## Begin Excerpted text

# Grooming Question



## CurlyDog (Aug 20, 2008)

I've heard that you should always brush out your dog before you bathe. 

I've heard you should never brush a dirty dog or you will break the hair.

That seem so pose a dilemma! Mine gets dirty almost every day in the yard or dog park. I'm thinking I should still brush him before the bath? What's best?


----------



## Purple Poodle (May 5, 2008)

For a pet like yours I would say a good once over with a pin or slicker brush to remove any mats before the bath would be best.


----------



## Jako (Mar 4, 2008)

I know! It's seems like they get dirty within seconds.

As far as I can tell, the solution would be: (1) brush daily, so when he gets dirty it won't hurt to go straight in the bath; (2) bathe often.

Not that I live up to this myself.


----------



## SECRETO (Aug 20, 2008)

I've heard to spray a leave on condioner before brushing everytime to elimate breakage. I haven't started that yet myself but Im going to give it a try. 

Sometimes I bathe before brushing. I do use a condition after I shampoo and haven't had any issues yet. I think its better to brush before but I do it both ways.


----------



## Blue Fox (Oct 22, 2008)

I have been using the dryer to blow out any dust before I start brushing as I understand you shouldn't brush a dirty dry coat. When the coat is damp it has more elasticity so is less likely to break, and if your brushing dirty fur it's more likely to catch and you'll cause breakage.

So I have some watered down conditioner I use after I blow out the coat and just spray lightly each section as I brush out - this is all before the bath - no wonder it takes me forever LOL. I have read that unless you have a major matted mess of a coat it is OK to bath then brush, as long as your very thorough when you do brush to get any mats out otherwise they just dry matted and get even worse.


----------



## SECRETO (Aug 20, 2008)

I just heard the same thing. If you need to bathe first then make sure you use a conditioner after you shampoo. Im going to start misting the coat prior to brushing as well. I keep forgetting to get a good spray bottle though.


----------



## CurlyDog (Aug 20, 2008)

Yeah, I was wondering about the conditioner mixed in the spray bottle. I wonder if you need a certain kind of sprayer to keep it from getting clogged up?


----------



## highhorse (Sep 17, 2008)

If your dog is around the 12 month mark and has a reasonably long coat, I would brush every time before bathing. If you bathe when there is trapped puppy coat in the hair, mats will get worse when they are wet and almost impossible to get out. At the moment, I'm trying a mink oil conditioner that is supposed th work wonders on the coat. We'll see.


----------



## Blue Fox (Oct 22, 2008)

I am on a grooming forum also and some of the professionals say if you put in a really good leave in conditioner and then force dry the dog while they are wet and still in the bath it helps to push the mats to the outer ends of the coat making them easier to brush out. I must say I have never tried this but they swear by it. I reckon the easiest way is to brush daily during coat change so the mats don't become a major issue - having said that my pup is not yet 4 months old so no dreaded coat change here yet!


----------



## Blue Fox (Oct 22, 2008)

CurlyDog said:


> Yeah, I was wondering about the conditioner mixed in the spray bottle. I wonder if you need a certain kind of sprayer to keep it from getting clogged up?

## End Excerpted text

Write the next part of the grooming thread above, starting right after the quoted question from CurlyDog about the conditioner spray bottle.

## Begin Dataset content

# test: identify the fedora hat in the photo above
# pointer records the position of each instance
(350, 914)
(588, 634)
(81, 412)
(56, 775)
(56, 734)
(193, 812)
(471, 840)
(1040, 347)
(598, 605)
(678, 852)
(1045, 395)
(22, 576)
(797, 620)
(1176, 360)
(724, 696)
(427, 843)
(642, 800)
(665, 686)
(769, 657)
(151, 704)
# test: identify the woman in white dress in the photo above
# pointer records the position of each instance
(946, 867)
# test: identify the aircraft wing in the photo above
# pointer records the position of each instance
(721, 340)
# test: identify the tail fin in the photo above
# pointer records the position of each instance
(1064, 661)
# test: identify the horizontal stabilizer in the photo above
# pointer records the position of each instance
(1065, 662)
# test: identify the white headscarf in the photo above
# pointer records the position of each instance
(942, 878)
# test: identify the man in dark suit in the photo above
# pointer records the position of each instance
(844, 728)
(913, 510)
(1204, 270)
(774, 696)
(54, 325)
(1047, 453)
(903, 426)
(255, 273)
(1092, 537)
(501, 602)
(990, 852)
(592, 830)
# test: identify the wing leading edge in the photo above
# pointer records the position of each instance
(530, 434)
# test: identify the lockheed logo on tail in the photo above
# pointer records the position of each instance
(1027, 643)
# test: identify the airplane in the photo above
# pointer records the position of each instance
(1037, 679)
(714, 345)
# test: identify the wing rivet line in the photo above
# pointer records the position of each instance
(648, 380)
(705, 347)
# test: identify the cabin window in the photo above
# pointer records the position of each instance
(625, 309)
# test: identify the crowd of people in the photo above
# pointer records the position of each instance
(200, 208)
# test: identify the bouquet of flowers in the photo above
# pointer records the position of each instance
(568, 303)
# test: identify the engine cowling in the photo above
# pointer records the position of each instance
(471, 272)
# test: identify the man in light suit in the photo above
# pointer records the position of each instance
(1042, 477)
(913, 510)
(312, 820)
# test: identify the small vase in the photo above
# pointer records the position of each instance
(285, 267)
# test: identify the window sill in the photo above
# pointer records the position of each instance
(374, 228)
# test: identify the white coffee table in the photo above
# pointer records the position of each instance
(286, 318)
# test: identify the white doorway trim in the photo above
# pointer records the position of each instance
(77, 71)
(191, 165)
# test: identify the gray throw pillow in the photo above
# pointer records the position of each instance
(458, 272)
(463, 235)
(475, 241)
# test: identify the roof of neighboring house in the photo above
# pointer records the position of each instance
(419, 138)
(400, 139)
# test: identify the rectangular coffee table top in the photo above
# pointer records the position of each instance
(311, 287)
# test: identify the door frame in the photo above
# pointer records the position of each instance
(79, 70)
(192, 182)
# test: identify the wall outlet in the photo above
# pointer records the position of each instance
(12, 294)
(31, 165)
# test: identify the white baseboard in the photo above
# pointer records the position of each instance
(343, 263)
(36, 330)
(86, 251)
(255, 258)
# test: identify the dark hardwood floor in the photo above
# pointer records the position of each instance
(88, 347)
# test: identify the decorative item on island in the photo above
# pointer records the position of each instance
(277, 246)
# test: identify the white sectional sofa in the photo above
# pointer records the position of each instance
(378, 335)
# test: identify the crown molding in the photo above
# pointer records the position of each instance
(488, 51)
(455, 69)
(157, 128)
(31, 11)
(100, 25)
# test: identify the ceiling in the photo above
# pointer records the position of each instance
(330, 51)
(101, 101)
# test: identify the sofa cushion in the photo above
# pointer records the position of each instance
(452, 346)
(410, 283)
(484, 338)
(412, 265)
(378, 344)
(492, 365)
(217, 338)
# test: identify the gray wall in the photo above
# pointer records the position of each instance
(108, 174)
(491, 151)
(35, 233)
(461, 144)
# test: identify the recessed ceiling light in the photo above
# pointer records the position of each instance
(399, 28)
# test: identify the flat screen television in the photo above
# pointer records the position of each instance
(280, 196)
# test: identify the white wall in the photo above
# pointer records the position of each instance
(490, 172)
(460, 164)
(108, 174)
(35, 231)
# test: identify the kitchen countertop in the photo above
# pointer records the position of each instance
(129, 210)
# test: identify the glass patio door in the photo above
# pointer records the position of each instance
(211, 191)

## End Dataset content

Result of this exercise:
I just have a normal squirty bottle I got from the supermarket and have been using it for about 6 weeks without it getting blocked up. The conditioner I use is a Plush Puppy one and you water it down something like 10 parts water to 1 part conditioner so it is quite watery. 

I have some mink oil conditioner too which I plan to use when coat change happens. So would be interested to hear how it goes highhorse.


----------



## highhorse (Sep 17, 2008)

Started with the mink oil spray and must admit they smell very nice. It has changed the texture of their coats though and I'm not sure that I like this. They are less curly. The coats do have a beautiful shine though.


----------



## SECRETO (Aug 20, 2008)

highhorse said:


> Started with the mink oil spray and must admit they smell very nice. It has changed the texture of their coats though and I'm not sure that I like this. They are less curly. The coats do have a beautiful shine though.


See now Im still wondering how straight is a actual show coat at an adult. One of my dogs will not blowout straight on the back. The head legs and chest will though. Maybe what I consider straight and Poodle straight are to different things?? I need to see some in person.


----------



## Blue Fox (Oct 22, 2008)

I saw an absolutely gorgeous pic of one of the Ozzie poodles on another forum which shows her boy in a photo shot and his coat is absolutely beautiful. Will see if I can find a link for you. Not like seeing in person but it is a lovely photo all the same.


----------



## Blue Fox (Oct 22, 2008)

http://www.capanashstandardpoodles.com/showingoff.htm

This is the link. This boy is the reason I decided on a standard - how absolutely gorgeous!


----------



## CurlyDog (Aug 20, 2008)

Wow, that's stunning!!! I'm curious, and this may sound dumb, but I've never seen the show coat anywhere other than a show. Are people able to keep their dogs looking like that all the time, or do they go around with their hair tied up in between shows?

I'm just wondering how long I can let Max's coat get and still keep up with it myself. It's seems like the biggest problem is keeping them dry. Once he gets wet, I can't brush him enough to keep him from looking raggedy.


----------



## SECRETO (Aug 20, 2008)

Blue Fox said:


> http://www.capanashstandardpoodles.com/showingoff.htm
> 
> This is the link. This boy is the reason I decided on a standard - how absolutely gorgeous!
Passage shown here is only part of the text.